> _Consegna_
Riscrivi la parte dell'articolo su Suzanne Vega che comincia con "L’Italia ha riaccolto" e termina con "divenuta famosa giovanissima.", mettendo "musicista" al posto di "cantautrice".

> _Brano estratto_
Suzanne Vega tra Folk, letteratura e teatro è tornata in concerto in Italia: “Qui ricevo grande affetto”

L’Italia ha riaccolto a braccia aperte, nei giorni scorsi, la cantautrice Suzanne Vega.  Un’artista costantemente, e felicemente, sospesa tra musica folk e poesia, dal tratto intellettuale, amatissima dal pubblico italiano. In passato, l’editrice Minimum Fax ha pubblicato in Italia libri con le sue liriche, i suoi testi e i suoi racconti. Cosa assai rara, per una cantautrice raffinata, divenuta famosa giovanissima.
Autrice di hit come “Luka”, sul tema degli abusi sull’infanzia, dell’epocale “Tom’s Diner” (vedi articolo sotto) e della più sostanziale “In Liverpool”, Suzanne negli ultimi anni si è dedicata alla famiglia (un secondo matrimonio con un amico di gioventù, che le chiese di sposarla già una trentina di anni fa), al teatro e a una serie di live che l’ha tenuta impegnata anche durante il Covid.
«Ho avuto il Covid, ma quando mi sono ripresa ho pensato subito di organizzare alcuni showcase online (foto sotto) – ha detto Vega -. Un modo per mantenere il contatto con il mio pubblico, di conversare e suonare in diretta. Mi sono trovata a mio agio, forse perché sono sempre stata molto timida. Però sono felice di aver ripreso i concerti in presenza e di essere tornata in Italia. Ho avvicinato tante persone che mi hanno ricevuto con grande affetto. Ne sono grata».

Ad affiancarla in tour, come sempre, c’è il chitarrista Gerry Leonard, con cui ha proposto i suoi successi e brani che le stanno a cuore. Li scegliete insieme?
«C’è un’ottima intesa con Gerry, ci confrontiamo ma spesso non c’è nemmeno bisogno di lunghe spiegazioni. Certi brani sono sempre presenti nelle mie scalette, non mi sono mai stancata di ricantare “Luka”, “Tom’s Diner”, “Gypsy”…».

A un certo punto, si è resa indipendente e ha ripubblicato i suoi album con un’etichetta sua.
«E’ stata una scelta ovvia, benché dovuta al fatto che con le altre case discografiche, a un certo punto, non c’era più intesa. Ho capito chiaramente quel che tutti sappiamo: il mondo della discografia è cambiato, forse non esiste nemmeno più, in senso puro. Così, ho imparato a fare da sola».

Lei è anche approdata al teatro e al cinema. Com’è avvenuto il passaggio dal mondo letterario e musicale a quello dei riflettori?
«Il mio ultimo album di inediti, “Lover, beloved: songs from an evening with Carson McCullers” è stato la base dalla quale mi sono spinta oltre, scrivendo il monologo teatrale “Carson McCullers talks about love”, poi divenuto un film su di lei. È stato un progetto che mi ha coinvolto parecchio e, nonostante sia stato – e lo era! – considerato “underground”, mi ha molto soddisfatto. Mettermi in gioco anche come attrice non era nei miei piani, del resto non ho intenzione di cambiare lavoro (sorride, ndr), ma essere diretta da Michael Tully ha fatto la differenza. Tanto che, successivamente, ho accettato il ruolo in “Band Leader” in un teatro off-Broadway. Ma forse non ho risposto alla sua domanda… cosa mi aveva chiesto, nello specifico?».

> _Dati in esame_

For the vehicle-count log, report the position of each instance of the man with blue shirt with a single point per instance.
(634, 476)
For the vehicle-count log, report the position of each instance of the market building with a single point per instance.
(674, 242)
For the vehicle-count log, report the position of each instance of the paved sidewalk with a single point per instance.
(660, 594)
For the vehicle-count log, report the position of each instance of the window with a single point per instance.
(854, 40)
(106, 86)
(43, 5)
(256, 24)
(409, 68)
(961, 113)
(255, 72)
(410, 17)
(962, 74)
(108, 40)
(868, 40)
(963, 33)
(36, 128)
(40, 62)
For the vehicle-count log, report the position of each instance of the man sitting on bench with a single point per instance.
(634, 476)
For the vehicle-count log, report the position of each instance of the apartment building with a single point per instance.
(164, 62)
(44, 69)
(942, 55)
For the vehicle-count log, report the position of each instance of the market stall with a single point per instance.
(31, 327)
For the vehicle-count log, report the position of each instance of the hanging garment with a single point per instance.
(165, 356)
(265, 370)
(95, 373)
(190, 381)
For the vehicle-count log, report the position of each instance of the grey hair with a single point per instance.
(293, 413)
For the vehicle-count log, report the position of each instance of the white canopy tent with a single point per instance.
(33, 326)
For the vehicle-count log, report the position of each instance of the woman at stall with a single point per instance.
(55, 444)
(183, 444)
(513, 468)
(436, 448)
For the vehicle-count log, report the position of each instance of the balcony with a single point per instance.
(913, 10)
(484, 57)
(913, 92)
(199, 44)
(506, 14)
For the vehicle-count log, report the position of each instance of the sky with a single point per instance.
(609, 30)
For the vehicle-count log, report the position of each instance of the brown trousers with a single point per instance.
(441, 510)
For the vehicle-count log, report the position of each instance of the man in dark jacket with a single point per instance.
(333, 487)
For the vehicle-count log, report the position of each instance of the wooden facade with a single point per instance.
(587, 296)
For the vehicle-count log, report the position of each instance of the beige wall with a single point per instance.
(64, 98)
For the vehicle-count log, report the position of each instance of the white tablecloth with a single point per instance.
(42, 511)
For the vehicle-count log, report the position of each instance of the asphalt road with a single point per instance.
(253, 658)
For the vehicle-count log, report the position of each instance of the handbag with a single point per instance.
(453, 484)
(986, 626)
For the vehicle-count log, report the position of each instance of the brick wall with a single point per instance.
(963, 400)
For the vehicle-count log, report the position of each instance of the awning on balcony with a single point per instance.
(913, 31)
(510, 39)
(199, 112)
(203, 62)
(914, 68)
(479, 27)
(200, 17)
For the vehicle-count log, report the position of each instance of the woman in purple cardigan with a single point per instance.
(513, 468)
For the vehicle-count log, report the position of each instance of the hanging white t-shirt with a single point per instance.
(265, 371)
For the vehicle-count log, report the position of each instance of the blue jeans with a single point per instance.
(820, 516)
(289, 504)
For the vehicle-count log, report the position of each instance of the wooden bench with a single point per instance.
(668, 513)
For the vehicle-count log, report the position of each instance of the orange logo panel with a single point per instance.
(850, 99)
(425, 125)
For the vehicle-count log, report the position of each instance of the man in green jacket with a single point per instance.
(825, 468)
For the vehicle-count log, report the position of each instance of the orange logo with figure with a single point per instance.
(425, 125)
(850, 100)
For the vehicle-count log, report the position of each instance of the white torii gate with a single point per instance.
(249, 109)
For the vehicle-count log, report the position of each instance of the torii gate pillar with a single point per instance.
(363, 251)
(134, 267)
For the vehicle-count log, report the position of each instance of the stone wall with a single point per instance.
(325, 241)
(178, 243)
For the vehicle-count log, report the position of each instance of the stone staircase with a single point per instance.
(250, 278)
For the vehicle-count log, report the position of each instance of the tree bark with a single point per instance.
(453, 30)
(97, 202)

> _Compito svolto_
L’Italia ha riaccolto a braccia aperte, nei giorni scorsi, la musicista Suzanne Vega.  Un’artista costantemente, e felicemente, sospesa tra musica folk e poesia, dal tratto intellettuale, amatissima dal pubblico italiano. In passato, l’editrice Minimum Fax ha pubblicato in Italia libri con le sue liriche, i suoi testi e i suoi racconti. Cosa assai rara, per una musicista raffinata, divenuta famosa giovanissima.